What is asked ::
Reproduce without change the lines beginning with the one that contains "Trace the outline of every instance of the blurred" and continuing through the one that contains "96L114 92L122 130L61".

Materials provided ::
BEGIN

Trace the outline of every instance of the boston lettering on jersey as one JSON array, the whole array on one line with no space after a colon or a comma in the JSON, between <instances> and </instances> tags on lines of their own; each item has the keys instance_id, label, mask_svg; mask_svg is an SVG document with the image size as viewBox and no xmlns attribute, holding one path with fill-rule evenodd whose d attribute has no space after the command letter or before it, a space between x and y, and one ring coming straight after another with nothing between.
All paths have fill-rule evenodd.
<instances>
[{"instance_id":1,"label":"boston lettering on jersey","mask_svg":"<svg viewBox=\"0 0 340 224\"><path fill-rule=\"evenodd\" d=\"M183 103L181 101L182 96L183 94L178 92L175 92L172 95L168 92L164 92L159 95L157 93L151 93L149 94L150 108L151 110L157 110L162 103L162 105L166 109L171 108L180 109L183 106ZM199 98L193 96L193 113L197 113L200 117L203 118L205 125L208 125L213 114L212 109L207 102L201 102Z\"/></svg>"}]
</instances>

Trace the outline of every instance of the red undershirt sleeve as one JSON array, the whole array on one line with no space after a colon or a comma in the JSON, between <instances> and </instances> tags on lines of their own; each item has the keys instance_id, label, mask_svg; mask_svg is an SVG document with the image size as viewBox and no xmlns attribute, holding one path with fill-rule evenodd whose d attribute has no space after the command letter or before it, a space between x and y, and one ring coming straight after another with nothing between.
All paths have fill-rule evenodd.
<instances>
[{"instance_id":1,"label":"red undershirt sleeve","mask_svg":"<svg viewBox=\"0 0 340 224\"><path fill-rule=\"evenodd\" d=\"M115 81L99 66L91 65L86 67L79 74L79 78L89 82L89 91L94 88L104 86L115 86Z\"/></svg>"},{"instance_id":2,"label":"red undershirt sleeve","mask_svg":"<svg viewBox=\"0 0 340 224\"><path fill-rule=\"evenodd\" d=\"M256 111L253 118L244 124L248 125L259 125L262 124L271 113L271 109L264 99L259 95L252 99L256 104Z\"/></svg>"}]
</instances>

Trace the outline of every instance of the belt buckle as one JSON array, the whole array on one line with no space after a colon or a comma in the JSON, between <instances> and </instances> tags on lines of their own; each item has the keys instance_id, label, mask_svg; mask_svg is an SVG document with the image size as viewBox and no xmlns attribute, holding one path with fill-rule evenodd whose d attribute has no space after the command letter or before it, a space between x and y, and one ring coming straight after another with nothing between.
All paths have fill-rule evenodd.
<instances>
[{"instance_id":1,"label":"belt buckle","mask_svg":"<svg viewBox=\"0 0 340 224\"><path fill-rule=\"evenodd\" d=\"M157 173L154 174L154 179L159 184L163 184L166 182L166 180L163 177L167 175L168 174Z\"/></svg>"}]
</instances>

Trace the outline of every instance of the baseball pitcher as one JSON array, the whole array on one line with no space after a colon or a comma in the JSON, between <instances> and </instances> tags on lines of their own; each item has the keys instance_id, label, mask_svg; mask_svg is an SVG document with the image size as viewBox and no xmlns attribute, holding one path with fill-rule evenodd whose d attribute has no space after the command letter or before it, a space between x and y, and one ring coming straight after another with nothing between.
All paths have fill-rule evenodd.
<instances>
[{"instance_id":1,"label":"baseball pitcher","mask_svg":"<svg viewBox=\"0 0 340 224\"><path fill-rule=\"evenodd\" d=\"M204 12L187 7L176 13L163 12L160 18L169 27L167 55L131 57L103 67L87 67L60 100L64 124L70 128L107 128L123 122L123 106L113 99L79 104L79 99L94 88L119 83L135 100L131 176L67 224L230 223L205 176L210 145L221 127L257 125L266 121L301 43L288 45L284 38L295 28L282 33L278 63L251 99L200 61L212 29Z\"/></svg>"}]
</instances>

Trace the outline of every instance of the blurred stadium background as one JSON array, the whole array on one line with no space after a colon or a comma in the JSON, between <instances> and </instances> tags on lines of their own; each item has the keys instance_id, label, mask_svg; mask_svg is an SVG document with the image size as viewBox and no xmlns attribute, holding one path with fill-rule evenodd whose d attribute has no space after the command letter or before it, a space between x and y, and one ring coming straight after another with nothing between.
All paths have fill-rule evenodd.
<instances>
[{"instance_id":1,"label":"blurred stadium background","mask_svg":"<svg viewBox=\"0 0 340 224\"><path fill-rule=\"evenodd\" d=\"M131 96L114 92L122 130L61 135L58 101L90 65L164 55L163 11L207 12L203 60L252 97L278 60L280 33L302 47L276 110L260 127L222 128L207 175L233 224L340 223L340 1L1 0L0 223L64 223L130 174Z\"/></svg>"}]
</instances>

END
BEGIN

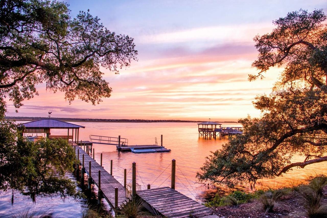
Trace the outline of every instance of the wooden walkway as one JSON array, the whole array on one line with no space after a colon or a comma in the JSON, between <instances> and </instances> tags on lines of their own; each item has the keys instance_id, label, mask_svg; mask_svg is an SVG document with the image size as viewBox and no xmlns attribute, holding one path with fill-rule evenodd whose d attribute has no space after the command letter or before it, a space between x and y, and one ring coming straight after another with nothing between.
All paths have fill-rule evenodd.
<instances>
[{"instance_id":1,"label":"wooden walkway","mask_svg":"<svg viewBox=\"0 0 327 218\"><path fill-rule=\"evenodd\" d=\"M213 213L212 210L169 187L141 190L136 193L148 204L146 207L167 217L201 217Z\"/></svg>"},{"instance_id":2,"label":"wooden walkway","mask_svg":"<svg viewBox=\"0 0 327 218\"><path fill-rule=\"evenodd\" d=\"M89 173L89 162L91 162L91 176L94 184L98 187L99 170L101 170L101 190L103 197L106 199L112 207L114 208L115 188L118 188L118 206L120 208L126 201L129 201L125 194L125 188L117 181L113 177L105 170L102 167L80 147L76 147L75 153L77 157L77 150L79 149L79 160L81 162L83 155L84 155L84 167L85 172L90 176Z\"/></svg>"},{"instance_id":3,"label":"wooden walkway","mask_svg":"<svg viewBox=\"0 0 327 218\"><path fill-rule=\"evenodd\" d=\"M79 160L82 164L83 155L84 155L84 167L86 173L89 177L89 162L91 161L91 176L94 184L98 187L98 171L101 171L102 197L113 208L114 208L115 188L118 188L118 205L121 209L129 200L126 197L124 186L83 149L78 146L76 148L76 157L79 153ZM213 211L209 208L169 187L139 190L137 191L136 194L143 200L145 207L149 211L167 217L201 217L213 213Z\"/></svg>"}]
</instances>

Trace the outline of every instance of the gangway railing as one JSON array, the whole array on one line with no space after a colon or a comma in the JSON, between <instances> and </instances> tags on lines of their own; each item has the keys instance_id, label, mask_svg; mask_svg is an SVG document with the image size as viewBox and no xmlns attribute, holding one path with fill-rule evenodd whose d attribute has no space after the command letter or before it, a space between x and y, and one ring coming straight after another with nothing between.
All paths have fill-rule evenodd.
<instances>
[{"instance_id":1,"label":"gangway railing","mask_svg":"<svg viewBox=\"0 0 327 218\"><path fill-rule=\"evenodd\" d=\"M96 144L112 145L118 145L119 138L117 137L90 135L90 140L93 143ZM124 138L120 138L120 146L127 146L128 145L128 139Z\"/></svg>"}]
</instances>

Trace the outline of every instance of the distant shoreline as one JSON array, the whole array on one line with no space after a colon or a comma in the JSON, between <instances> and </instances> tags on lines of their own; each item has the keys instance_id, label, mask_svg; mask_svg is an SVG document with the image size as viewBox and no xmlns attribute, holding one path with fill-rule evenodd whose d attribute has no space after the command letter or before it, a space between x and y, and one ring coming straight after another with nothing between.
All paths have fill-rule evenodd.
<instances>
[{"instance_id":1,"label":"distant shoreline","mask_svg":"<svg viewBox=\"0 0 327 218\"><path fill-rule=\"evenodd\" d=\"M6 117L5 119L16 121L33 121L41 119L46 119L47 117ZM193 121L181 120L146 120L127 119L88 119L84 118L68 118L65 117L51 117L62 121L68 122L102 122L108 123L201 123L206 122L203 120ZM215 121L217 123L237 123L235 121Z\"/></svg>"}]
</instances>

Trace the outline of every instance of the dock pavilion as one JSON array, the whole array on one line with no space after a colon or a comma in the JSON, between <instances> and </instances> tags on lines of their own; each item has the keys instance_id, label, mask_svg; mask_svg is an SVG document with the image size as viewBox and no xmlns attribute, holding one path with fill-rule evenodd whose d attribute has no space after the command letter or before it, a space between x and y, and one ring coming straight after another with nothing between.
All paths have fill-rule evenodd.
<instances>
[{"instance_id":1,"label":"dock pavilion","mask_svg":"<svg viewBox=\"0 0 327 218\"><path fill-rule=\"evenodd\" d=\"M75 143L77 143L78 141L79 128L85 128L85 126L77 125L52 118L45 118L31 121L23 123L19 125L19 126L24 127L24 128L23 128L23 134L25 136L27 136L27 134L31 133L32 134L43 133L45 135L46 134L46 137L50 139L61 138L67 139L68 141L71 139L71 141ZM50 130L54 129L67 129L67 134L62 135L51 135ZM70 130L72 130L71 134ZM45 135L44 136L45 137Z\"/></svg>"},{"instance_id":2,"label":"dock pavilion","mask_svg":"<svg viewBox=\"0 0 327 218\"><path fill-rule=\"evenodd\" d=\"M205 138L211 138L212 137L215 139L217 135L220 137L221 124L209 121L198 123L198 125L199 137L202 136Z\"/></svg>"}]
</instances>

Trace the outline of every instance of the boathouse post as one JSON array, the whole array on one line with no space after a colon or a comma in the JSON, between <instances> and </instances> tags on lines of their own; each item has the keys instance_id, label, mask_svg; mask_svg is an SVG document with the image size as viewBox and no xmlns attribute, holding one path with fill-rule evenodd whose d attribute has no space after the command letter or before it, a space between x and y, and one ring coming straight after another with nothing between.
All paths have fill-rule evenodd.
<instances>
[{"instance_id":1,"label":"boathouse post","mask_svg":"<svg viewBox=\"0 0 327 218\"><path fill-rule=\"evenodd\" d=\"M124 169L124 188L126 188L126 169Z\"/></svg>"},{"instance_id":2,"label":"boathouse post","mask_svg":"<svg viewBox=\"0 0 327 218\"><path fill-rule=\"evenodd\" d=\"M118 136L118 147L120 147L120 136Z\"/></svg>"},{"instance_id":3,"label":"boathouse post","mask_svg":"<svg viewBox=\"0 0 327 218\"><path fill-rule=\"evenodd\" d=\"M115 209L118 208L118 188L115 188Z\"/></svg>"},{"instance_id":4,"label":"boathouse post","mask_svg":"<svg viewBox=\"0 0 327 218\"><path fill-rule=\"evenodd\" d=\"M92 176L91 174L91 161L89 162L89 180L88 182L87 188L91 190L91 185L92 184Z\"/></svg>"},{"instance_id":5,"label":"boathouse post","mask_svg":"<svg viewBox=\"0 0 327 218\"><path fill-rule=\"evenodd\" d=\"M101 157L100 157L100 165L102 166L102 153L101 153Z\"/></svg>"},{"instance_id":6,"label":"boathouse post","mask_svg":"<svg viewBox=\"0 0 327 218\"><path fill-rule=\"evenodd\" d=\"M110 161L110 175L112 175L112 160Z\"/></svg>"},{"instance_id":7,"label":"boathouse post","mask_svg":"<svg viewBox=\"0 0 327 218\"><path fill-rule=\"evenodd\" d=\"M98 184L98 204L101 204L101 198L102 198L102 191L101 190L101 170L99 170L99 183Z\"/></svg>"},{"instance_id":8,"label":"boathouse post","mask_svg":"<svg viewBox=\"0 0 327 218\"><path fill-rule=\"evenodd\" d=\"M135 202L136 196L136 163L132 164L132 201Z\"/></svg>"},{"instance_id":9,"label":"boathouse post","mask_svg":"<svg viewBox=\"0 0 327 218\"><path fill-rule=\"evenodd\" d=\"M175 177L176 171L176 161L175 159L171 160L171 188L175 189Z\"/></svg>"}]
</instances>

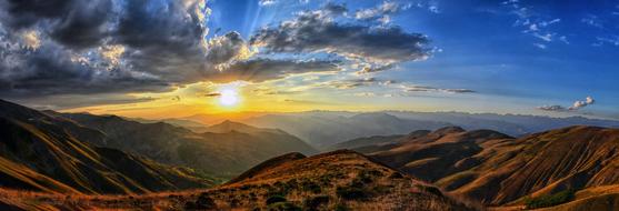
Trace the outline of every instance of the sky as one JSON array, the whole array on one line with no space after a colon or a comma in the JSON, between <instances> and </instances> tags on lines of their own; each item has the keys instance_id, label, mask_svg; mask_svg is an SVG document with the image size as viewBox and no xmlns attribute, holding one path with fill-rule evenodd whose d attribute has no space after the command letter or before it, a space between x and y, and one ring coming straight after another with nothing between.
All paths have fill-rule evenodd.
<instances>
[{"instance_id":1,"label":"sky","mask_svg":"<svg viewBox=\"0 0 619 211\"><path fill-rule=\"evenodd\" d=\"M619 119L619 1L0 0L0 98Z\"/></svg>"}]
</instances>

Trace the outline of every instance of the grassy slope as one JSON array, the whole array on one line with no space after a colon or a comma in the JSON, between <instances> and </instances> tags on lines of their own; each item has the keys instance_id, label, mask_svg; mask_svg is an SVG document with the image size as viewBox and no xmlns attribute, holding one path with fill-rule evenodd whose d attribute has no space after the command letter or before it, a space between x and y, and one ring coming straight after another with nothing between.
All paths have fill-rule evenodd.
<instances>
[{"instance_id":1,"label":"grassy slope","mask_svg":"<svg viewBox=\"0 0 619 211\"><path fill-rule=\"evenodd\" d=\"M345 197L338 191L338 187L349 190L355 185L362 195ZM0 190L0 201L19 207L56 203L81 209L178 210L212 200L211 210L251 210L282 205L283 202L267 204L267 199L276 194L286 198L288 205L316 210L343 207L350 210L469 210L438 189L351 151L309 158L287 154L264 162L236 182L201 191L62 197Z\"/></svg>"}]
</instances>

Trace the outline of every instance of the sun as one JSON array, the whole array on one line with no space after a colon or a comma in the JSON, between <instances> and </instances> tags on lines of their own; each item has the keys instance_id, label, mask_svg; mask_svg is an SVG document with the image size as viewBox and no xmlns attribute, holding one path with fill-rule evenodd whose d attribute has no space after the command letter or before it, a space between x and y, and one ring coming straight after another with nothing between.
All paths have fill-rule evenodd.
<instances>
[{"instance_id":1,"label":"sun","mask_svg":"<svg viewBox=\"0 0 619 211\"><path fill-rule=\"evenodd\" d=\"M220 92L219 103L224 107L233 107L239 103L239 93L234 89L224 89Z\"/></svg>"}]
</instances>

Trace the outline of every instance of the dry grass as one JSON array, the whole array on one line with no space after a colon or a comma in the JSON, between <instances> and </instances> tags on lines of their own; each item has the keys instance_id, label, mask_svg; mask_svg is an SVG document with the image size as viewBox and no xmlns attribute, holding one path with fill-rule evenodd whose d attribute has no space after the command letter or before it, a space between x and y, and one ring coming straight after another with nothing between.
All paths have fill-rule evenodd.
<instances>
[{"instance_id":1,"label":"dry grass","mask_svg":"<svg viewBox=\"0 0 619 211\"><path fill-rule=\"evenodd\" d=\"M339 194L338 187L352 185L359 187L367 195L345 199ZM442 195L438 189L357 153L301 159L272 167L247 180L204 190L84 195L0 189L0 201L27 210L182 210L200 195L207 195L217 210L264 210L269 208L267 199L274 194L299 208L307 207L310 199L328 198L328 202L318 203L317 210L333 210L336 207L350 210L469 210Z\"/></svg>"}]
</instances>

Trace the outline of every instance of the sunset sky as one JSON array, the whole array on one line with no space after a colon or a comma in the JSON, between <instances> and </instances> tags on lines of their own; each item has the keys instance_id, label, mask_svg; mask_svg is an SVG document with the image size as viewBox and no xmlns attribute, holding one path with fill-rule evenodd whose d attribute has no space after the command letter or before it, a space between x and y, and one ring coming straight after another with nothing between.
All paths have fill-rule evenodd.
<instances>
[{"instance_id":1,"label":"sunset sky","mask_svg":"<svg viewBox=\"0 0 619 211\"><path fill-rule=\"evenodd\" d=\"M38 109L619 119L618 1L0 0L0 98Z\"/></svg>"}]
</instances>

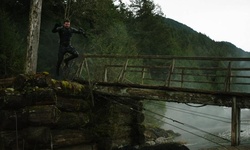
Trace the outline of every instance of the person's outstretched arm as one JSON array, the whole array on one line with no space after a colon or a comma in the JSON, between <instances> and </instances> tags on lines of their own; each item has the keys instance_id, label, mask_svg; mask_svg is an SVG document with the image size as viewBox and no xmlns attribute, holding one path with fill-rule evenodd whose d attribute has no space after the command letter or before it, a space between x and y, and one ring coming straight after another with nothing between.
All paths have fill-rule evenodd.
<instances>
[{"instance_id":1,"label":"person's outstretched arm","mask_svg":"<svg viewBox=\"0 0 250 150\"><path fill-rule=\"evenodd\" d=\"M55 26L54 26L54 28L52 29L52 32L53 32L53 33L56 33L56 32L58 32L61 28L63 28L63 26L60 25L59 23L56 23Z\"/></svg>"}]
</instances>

END

Task result ::
Trace the outline of every instance of the blurred stadium background as one JSON array, the whole array on one line with no space after a colon or a comma in the JSON, between <instances> and </instances> tags on lines of their own; each item has the keys instance_id, label, mask_svg; mask_svg is an SVG document with the image size as viewBox and no xmlns attribute, holding one path with fill-rule evenodd whose d attribute has no space after the command letter or before it, a space between x and y, and one ring coming straight after another with nothing between.
All paths have fill-rule evenodd.
<instances>
[{"instance_id":1,"label":"blurred stadium background","mask_svg":"<svg viewBox=\"0 0 340 224\"><path fill-rule=\"evenodd\" d=\"M131 96L114 92L122 130L61 135L58 101L90 65L164 55L163 11L207 12L203 60L252 97L278 60L280 33L302 47L276 110L260 127L222 128L207 175L233 224L340 223L340 1L1 0L0 223L64 223L130 174Z\"/></svg>"}]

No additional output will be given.